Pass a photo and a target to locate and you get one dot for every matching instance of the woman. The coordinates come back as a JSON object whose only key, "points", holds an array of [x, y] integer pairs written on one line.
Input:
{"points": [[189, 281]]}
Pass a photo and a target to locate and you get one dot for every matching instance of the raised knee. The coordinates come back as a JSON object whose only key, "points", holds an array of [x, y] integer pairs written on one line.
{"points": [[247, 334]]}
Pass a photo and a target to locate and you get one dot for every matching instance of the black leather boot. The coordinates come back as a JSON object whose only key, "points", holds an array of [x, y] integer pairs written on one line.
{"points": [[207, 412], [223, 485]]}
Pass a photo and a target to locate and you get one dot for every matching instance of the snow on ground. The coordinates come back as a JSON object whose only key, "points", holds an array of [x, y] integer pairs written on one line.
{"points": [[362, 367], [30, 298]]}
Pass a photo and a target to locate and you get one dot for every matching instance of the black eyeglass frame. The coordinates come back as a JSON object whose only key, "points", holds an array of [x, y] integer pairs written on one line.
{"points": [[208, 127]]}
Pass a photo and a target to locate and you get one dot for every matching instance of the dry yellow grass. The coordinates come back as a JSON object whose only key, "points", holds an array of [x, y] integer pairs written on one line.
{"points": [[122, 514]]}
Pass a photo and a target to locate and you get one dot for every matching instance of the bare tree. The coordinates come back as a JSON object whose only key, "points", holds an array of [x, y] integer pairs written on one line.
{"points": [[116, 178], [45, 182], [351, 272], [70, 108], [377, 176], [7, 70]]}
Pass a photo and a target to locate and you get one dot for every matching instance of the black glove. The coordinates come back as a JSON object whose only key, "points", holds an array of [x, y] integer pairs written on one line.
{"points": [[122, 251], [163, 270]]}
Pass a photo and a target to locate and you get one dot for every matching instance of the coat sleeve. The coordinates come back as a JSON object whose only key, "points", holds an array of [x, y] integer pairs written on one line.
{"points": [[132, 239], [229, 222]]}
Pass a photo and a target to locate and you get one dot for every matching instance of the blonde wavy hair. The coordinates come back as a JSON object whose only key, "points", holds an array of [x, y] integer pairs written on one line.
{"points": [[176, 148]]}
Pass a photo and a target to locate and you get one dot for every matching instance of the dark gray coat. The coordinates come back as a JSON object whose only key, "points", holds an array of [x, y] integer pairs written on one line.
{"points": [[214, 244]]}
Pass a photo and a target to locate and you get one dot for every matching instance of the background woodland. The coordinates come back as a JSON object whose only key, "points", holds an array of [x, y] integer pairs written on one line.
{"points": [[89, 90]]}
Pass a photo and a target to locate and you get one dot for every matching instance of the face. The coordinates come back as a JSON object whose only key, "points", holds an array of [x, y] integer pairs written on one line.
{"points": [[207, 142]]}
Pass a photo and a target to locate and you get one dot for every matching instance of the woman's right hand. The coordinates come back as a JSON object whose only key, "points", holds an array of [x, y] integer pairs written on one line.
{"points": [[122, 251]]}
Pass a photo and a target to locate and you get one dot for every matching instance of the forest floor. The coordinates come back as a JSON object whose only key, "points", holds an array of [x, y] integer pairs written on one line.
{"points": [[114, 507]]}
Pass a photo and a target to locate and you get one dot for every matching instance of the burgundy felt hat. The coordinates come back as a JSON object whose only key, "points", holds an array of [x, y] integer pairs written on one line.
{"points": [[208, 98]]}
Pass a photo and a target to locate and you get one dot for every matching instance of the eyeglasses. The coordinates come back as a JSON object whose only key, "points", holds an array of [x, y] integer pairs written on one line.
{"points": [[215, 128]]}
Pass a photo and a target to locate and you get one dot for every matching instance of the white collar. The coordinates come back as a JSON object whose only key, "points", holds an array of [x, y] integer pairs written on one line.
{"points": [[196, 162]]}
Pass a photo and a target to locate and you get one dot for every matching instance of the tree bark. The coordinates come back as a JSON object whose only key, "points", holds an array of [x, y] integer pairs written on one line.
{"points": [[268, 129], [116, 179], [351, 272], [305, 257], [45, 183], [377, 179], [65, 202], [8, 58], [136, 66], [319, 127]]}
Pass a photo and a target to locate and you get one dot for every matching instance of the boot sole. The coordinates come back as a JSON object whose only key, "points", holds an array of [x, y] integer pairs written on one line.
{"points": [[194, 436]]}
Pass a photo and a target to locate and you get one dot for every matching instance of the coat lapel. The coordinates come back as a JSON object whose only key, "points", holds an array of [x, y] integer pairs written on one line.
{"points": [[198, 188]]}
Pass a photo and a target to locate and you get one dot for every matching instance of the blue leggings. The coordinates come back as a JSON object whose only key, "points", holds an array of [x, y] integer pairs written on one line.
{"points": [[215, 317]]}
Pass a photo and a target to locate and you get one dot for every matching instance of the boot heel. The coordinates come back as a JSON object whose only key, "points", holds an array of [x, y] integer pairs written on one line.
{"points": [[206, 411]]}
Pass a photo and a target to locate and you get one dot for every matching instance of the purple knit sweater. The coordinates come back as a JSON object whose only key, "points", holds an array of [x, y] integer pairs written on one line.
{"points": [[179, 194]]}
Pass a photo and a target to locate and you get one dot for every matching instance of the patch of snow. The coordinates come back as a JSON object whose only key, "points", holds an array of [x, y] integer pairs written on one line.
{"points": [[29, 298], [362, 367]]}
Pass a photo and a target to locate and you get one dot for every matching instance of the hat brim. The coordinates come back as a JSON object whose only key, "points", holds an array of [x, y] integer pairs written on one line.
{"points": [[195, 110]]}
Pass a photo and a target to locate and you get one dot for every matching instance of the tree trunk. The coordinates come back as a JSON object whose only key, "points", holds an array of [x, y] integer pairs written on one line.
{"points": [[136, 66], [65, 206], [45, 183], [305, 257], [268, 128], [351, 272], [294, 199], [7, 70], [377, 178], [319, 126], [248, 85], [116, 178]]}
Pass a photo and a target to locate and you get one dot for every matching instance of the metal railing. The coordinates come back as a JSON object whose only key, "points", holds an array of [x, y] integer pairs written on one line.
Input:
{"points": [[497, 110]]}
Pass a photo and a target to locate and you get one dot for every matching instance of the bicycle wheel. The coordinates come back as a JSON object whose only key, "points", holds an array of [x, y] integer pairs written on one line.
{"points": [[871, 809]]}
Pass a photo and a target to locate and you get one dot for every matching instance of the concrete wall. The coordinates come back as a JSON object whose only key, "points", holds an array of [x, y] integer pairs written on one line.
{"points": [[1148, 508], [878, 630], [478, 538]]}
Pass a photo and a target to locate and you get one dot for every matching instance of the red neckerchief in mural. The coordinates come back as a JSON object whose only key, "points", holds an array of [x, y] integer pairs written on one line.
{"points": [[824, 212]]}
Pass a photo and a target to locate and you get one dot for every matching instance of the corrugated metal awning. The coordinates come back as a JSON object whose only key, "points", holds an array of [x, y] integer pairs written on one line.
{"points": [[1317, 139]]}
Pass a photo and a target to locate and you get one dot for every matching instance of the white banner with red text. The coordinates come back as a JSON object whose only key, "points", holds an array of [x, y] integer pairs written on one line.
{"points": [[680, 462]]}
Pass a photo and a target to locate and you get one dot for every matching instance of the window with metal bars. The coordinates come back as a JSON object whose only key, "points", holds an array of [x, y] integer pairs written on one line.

******************************

> **YOUR OBJECTIVE**
Output every line above without altering anything.

> **ANSWER TO THIS EXERCISE**
Pass a photo and a target to locate and you get one dot for every matching instance of the woman. The coordinates come back as a JSON object whose only key, "points", holds an array of [x, y] integer pairs written on one line.
Input:
{"points": [[189, 281]]}
Pass a photo and a target to locate and you get one dot for every matching instance of the raised knee. The coordinates come back as a JSON object whose only key, "points", holds an array of [x, y] integer pairs written on one line.
{"points": [[247, 334]]}
Pass a photo and a target to locate and you get one dot for every matching instance of the black leather boot. The coordinates come back as a JSON object whose only key, "points", holds an array of [x, y] integer pairs written on one line.
{"points": [[207, 412], [223, 485]]}
Pass a photo and a target to locate and you get one dot for every matching instance of the snow on ground. The coordinates come back as a JSON object whose only key, "points", holds an array of [x, y] integer pairs written on one line.
{"points": [[362, 367], [30, 298]]}
Pass a photo and a target to locate and you get one dot for every matching instance of the black eyeglass frame. The coordinates come back as a JSON object whose only key, "points", holds an array of [x, y] integer pairs written on one line.
{"points": [[208, 127]]}
Pass a photo and a target to locate and you get one dot for every matching instance of the dry yellow grass. The coordinates come back as a JSON object whose only key, "points", holds an array of [x, y] integer pairs written on one line.
{"points": [[122, 514]]}
Pass a photo and a target to locate and you get one dot for every matching instance of the bare tree. The coordinates come back as a JSON object whose only key, "points", holds an array of [x, y] integer pairs written on one line.
{"points": [[116, 178], [45, 182], [351, 272], [70, 108], [377, 176], [7, 70]]}
Pass a photo and a target to locate and you get one dot for every matching instance of the black glove. The coordinates come back as a JSON object whose only key, "points", holds an array of [x, y] integer pairs written on one line.
{"points": [[122, 251], [163, 270]]}
Pass a photo and a target to locate and you get one dot for every matching instance of the coat sleeve. The coordinates come back as a JSON object whose only key, "points", holds an array of [x, y] integer pairs written on one line.
{"points": [[132, 239], [229, 222]]}
Pass a photo and a target to locate and you get one dot for every matching instance of the blonde wavy hair. The coordinates come back as a JSON object whose only key, "points", holds an array of [x, y] integer pairs written on one line.
{"points": [[176, 148]]}
Pass a photo and a target to locate and you get one dot for every matching instance of the dark gray coat. The coordinates come back as a JSON object whose only key, "points", holds an array of [x, y] integer pairs written on one line.
{"points": [[214, 244]]}
Pass a photo and a target to locate and you get one dot for every matching instance of the background woodland. The coordinates come back as a JSON object whose only key, "points", holds an array of [x, y] integer pairs written on one line.
{"points": [[89, 90]]}
Pass a photo and a target to locate and you get one dot for every matching instance of the face. The coordinates come back as a JSON object whose only key, "points", holds an array of [x, y] integer pairs written on one line.
{"points": [[207, 142]]}
Pass a photo and a target to locate and you get one dot for every matching instance of the woman's right hand. The coordinates come back as a JSON object whose only key, "points", holds an array of [x, y] integer pairs written on one line.
{"points": [[122, 251]]}
Pass a photo and a target to locate and you get one dot for every matching instance of the forest floor. The coordinates come back as a JSON object whose only key, "points", holds an array of [x, y] integer pairs written on one line.
{"points": [[114, 507]]}
Pass a photo and a target to locate and you get one dot for every matching instance of the burgundy felt hat. The coordinates come back as a JSON object whose only key, "points", holds an array of [x, y] integer pairs written on one line.
{"points": [[208, 98]]}
Pass a photo and a target to locate and you get one dot for every matching instance of the eyeglasses. The coordinates come back as a JSON object whose only key, "points", holds an array of [x, y] integer pairs written on one line.
{"points": [[215, 128]]}
Pass a photo and a target to locate and you get one dot for every matching instance of the white collar. The coordinates come back as a JSON object whose only key, "points", holds an array of [x, y] integer pairs written on one line.
{"points": [[196, 162]]}
Pass a photo and a target to locate and you get one dot for every matching instance of the tree bark. The coordinates come back as a JSON object whose only key, "points", holds an array of [x, y] integer pairs written on one line.
{"points": [[268, 129], [116, 179], [351, 272], [305, 257], [45, 183], [377, 179], [65, 202], [8, 58], [136, 66], [319, 127]]}
Pass a photo and a target to locate and you get one dot for every matching instance of the boot sole. The coordinates come back as a JSON object whose only key, "points", holds an array of [x, y] integer pairs written on one line.
{"points": [[194, 436]]}
Pass a photo and a target to locate and you get one dot for every matching instance of the coat lapel. The coordinates come back as a JSON object whose only key, "points", holds an array of [x, y] integer pairs written on one line.
{"points": [[198, 188]]}
Pass a photo and a target to locate and you get one dot for every matching instance of the blue leggings. The coordinates come back as a JSON object whose only key, "points", holds an array of [x, y] integer pairs written on one line.
{"points": [[215, 317]]}
Pass a photo and a target to locate and you get one dot for every matching instance of the boot heel. The coordinates come back as a JSON object whose only key, "points", holds an array of [x, y] integer pairs written on one line.
{"points": [[206, 411]]}
Pass a photo and a target to locate and you get one dot for every matching instance of the purple knit sweater. The coordinates come back as a JSON object whose only key, "points", holds an array of [x, y] integer pairs written on one line.
{"points": [[179, 194]]}
Pass a photo and a target to locate and you get one dot for every matching instance of the patch of snow. The coordinates come back as a JSON object whose only key, "points", holds an array of [x, y] integer pairs written on one line.
{"points": [[29, 298], [362, 367]]}
Pass a photo and a target to locate and you get one dot for every matching instance of the hat brim. The coordinates come back as a JSON object whose only key, "points", holds an array of [x, y] integer pairs written on one line.
{"points": [[195, 110]]}
Pass a photo and a target to locate and you get one dot for every matching instance of the tree trunk. The coordinates come back as a JSON object whose only key, "points", holds an array of [x, y] integer pairs written on one line.
{"points": [[136, 66], [65, 206], [45, 183], [305, 257], [268, 128], [351, 272], [294, 199], [7, 70], [377, 178], [319, 126], [248, 85], [116, 178]]}
Pass a photo and a target to locate and you get one dot for every matching instance of the metal railing. The coordinates come back as a JSON object whose only key, "points", holds an array of [x, y] integer pairs written on one line.
Input:
{"points": [[497, 110]]}
Pass a photo and a target to locate and you get one dot for every matching instance of the bicycle wheel. The coordinates come back as a JSON object whose only key, "points", holds an array of [x, y] integer pairs written on one line.
{"points": [[871, 809]]}
Pass a photo and a target to locate and you get one dot for every matching instance of the concrete wall. The coordinates come back as a JSON object whose only key, "points", holds an array of [x, y] integer pairs written on one line.
{"points": [[1148, 508], [878, 630], [478, 538]]}
Pass a photo and a target to locate and you get one dot for every matching instance of the red neckerchief in mural. The coordinates come back as a JSON object whose only key, "points", holds an array of [x, y] integer pairs written on one line.
{"points": [[824, 212]]}
Pass a photo and a target to locate and you get one dot for every matching instance of the corrugated metal awning. The coordinates come back as a JSON object whose only key, "points", holds an array of [x, y] integer pairs written on one line.
{"points": [[1317, 139]]}
Pass a photo and a target to locate and you get one dot for every matching instance of the white banner with red text. The coordinates come back as a JSON object whose only key, "points", holds an array of [x, y] integer pairs written on one line.
{"points": [[680, 462]]}
Pass a photo and a target to locate and you get one dot for every matching instance of the window with metal bars. The coordinates come back as a JSON object whose only key, "points", holds an array of [x, y] integer pairs written on one line.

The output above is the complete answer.